What a half-century of studying Arctic seabirds has taught scientists about contaminants in the region

Canada's longest-running environmental monitoring program has collected eggs from Prince Leopold Island since 1975.

Arctic seabirds that nest on Prince Leopold Island, seen here in September 2019, have been studied for nearly 50 years to identify contaminants in the environment. (Kerry Raymond via Wikimedia Commons)

Clues to the changing Arctic environment are perched on the sheared-off cliffs of Prince Leopold Island.

Everything from contaminants such as DDT to changes in wind and precipitation are being tracked here by federal scientists.

In particular, researchers are interested in how these impacts are reflected in the eggs of Arctic seabirds like thick-billed murres and northern fulmars.

“Due to the types of food they eat, where they stand in the food chain and some of their behaviour, the contaminant signatures we can screen in these birds can tell us a lot about the health of the environment they live in,” said Philippe Thomas, a wildlife biologist with Environment and Climate Change Canada.

The Arctic Seabird Egg Monitoring Program is Canada’s longest running environmental monitoring program. Since 1975, eggs have been collected from Prince Leopold Island, a flat-topped uninhabited island of about 64 square kilometers (about 25 square miles) in Nunavut’s Peel Sound.

RECORDS:
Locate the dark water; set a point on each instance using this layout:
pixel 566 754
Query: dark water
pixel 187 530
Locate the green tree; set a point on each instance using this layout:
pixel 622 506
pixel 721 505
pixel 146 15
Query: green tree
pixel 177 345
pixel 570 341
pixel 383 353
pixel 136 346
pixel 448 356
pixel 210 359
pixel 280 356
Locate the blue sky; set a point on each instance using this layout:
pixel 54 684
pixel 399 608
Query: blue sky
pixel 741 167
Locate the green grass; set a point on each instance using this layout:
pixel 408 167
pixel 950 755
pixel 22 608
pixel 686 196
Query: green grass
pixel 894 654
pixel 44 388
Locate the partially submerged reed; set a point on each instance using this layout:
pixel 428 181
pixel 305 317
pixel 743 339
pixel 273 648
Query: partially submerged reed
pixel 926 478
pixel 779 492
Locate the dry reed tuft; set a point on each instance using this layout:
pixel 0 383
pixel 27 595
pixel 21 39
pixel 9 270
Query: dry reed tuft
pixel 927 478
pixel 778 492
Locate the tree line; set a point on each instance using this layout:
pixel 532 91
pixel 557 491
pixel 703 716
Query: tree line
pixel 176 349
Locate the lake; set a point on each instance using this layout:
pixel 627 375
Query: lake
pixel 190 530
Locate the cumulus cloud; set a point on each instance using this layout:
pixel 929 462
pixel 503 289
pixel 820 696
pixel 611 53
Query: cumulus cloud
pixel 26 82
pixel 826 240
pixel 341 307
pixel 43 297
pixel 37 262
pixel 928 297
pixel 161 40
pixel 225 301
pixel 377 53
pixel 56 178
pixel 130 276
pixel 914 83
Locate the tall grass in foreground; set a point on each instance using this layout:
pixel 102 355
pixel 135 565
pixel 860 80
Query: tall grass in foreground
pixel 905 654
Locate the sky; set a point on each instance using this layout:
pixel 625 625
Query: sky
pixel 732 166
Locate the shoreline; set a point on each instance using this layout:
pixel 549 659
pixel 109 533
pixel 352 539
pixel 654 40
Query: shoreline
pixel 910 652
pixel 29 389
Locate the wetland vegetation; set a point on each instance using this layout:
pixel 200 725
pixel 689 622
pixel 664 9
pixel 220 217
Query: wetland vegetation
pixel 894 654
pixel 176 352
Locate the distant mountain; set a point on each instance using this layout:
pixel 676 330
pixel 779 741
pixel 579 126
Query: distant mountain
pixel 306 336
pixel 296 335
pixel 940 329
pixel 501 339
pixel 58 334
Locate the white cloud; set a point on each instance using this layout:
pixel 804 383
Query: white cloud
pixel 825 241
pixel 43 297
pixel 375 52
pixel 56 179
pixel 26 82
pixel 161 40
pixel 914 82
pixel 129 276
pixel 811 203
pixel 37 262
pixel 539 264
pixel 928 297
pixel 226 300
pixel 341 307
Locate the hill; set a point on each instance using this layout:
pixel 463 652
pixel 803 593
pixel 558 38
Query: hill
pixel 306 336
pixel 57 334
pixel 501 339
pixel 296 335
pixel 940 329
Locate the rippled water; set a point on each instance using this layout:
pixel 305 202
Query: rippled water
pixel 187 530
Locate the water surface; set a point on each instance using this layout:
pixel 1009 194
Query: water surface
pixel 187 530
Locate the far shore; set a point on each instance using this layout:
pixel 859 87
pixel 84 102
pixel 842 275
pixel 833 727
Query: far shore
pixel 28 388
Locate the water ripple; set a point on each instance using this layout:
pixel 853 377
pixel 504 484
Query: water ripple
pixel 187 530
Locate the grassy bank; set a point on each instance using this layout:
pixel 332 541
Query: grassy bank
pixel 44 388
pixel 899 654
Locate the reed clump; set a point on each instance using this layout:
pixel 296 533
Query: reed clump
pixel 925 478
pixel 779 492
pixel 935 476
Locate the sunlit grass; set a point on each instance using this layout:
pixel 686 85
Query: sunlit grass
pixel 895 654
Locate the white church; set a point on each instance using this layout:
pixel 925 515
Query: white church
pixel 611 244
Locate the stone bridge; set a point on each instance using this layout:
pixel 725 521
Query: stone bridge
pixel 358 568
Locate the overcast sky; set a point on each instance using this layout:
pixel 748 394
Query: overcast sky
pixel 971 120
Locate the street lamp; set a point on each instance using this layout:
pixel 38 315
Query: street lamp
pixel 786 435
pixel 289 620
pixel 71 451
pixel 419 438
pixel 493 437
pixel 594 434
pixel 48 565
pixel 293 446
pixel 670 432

* * *

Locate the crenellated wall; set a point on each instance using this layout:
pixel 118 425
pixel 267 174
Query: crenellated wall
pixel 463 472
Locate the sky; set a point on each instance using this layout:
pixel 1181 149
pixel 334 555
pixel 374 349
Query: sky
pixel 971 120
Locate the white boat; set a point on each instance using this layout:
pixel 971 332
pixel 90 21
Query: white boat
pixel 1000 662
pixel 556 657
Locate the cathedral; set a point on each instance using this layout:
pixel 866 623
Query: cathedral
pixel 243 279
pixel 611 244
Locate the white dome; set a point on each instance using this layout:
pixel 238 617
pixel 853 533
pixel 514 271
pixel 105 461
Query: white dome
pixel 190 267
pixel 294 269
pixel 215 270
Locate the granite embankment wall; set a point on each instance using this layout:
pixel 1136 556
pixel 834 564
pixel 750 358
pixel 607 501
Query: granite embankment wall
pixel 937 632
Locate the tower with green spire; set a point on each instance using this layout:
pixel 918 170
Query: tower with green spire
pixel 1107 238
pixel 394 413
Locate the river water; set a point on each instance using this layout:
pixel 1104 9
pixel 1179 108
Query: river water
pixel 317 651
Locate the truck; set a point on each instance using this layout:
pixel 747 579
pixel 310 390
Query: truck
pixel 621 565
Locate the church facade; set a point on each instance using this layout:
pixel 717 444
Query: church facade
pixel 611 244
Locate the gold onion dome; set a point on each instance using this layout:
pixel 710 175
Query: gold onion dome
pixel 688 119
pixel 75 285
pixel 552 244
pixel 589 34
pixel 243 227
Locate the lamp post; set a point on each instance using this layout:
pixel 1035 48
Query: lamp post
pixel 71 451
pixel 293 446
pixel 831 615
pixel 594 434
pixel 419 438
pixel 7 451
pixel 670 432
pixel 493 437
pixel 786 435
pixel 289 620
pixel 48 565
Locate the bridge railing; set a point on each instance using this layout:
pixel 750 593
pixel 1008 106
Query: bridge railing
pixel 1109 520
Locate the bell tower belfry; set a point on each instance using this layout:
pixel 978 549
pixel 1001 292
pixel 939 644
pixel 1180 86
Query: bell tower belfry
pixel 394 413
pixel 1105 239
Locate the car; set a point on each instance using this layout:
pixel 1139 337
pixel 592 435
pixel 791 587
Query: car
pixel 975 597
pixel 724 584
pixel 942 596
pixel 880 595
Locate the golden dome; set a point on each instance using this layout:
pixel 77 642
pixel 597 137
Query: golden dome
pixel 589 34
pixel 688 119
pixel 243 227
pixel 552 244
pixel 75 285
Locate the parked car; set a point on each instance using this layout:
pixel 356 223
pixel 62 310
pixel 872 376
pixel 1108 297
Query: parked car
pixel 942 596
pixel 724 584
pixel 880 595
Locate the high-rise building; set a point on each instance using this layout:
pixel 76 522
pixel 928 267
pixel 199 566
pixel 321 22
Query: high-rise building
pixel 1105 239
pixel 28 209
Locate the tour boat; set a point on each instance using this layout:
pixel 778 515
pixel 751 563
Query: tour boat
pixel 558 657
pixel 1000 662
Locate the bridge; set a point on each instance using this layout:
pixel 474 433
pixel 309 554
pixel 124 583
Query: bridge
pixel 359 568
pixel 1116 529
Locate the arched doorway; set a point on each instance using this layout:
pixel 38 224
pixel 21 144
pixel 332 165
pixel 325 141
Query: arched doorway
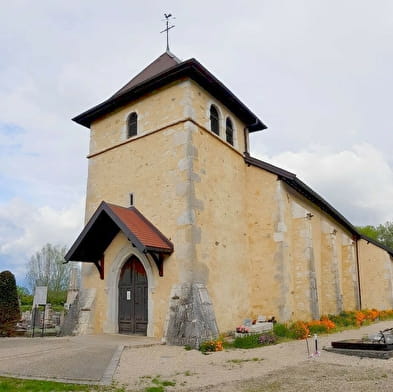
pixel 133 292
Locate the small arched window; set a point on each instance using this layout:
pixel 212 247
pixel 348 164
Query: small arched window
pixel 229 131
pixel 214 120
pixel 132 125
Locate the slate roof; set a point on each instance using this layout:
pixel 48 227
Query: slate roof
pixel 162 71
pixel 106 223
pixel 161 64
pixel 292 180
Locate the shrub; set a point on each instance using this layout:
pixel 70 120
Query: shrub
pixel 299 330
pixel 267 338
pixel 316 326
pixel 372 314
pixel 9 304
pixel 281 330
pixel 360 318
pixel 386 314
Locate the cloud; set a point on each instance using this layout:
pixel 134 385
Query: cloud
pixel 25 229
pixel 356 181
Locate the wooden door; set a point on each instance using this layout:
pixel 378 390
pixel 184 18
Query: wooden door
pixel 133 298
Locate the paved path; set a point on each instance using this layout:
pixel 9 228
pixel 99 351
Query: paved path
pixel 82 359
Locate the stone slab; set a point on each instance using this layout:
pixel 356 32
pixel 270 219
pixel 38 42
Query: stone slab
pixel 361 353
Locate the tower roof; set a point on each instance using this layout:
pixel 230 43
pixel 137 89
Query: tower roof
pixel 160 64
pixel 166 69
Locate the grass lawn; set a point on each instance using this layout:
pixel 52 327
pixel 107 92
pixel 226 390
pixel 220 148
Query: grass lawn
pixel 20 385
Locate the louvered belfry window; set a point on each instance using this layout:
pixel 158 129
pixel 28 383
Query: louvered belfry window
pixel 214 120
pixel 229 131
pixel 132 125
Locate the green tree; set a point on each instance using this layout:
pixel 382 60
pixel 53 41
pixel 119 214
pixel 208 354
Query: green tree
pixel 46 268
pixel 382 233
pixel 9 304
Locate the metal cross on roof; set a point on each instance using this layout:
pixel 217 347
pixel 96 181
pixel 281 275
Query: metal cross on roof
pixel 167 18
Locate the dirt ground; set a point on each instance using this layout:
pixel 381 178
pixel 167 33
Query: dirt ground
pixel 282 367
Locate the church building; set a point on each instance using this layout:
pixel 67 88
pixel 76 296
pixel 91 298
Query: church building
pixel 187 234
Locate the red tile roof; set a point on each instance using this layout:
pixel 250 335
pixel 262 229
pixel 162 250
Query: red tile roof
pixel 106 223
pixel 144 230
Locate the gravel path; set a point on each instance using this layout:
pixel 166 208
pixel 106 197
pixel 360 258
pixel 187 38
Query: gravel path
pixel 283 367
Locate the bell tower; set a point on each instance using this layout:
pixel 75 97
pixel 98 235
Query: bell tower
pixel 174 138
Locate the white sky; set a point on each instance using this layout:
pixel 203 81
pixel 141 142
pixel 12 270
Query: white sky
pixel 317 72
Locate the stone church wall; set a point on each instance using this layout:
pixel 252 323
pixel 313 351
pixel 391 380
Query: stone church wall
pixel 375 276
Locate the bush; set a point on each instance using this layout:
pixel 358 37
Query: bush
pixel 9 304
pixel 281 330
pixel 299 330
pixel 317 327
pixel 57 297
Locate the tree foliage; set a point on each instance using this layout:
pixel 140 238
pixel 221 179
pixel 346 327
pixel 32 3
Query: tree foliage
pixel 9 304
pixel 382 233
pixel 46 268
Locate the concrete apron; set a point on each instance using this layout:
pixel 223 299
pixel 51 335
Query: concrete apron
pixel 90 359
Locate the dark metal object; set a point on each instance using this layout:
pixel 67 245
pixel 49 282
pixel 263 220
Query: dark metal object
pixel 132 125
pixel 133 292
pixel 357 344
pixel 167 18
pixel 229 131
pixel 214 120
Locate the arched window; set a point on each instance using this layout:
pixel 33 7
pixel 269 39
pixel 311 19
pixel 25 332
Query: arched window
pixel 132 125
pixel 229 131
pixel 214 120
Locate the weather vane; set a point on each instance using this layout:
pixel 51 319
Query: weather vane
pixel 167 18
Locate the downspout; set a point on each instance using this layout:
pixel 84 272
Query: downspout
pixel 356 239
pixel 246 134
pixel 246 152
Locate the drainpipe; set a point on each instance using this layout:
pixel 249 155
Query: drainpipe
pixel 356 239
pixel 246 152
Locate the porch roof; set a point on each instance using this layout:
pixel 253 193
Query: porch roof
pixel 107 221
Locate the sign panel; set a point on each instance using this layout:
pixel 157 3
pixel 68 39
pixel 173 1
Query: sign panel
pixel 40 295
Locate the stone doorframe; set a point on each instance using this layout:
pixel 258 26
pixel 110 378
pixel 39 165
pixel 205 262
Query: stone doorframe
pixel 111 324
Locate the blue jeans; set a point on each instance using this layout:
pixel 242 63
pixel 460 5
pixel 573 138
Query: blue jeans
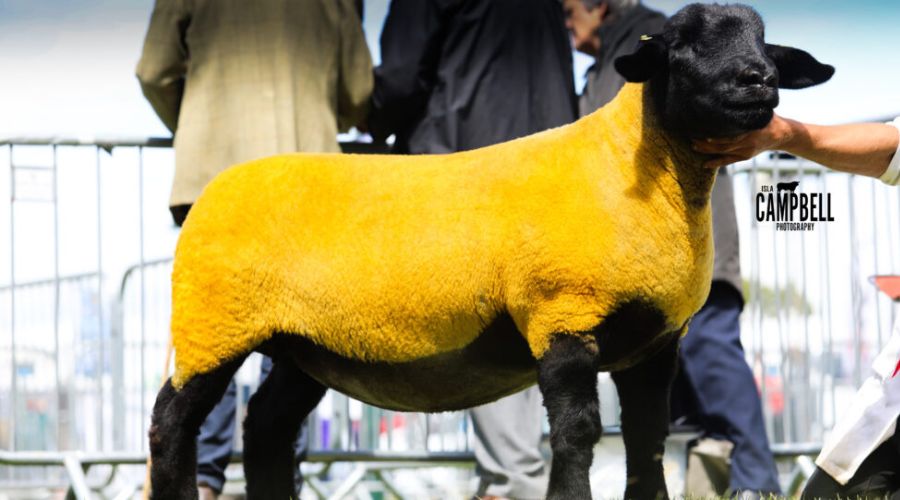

WORK REQUIRED:
Reproduce the passage of the article on Arctic seabirds between "In particular, researchers" and "Nunavut’s Peel Sound.", inclusive, without changing any wording. The material above comes from a separate source unrelated to the article.

RESULT OF THE EXERCISE:
In particular, researchers are interested in how these impacts are reflected in the eggs of Arctic seabirds like thick-billed murres and northern fulmars.

“Due to the types of food they eat, where they stand in the food chain and some of their behaviour, the contaminant signatures we can screen in these birds can tell us a lot about the health of the environment they live in,” said Philippe Thomas, a wildlife biologist with Environment and Climate Change Canada.

The Arctic Seabird Egg Monitoring Program is Canada’s longest running environmental monitoring program. Since 1975, eggs have been collected from Prince Leopold Island, a flat-topped uninhabited island of about 64 square kilometers (about 25 square miles) in Nunavut’s Peel Sound.